Detection examples:
┄┄┄┄┄┄
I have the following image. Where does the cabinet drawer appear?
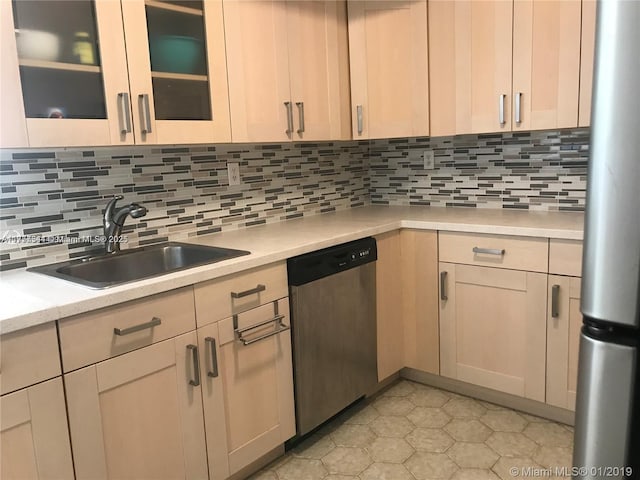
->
[438,232,549,273]
[549,239,582,277]
[195,262,289,327]
[60,287,196,372]
[0,322,60,395]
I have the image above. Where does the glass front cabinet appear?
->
[0,0,231,147]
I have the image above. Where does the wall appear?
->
┄┄┄┄┄┄
Rewrite the lines from the one containing "I have the image above. Where does the wall" through the last of the lines, replacing "wall" with "ceiling" and leaving everything else unchanged.

* Solution to this exercise:
I have the image above. Where does the ceiling appear?
->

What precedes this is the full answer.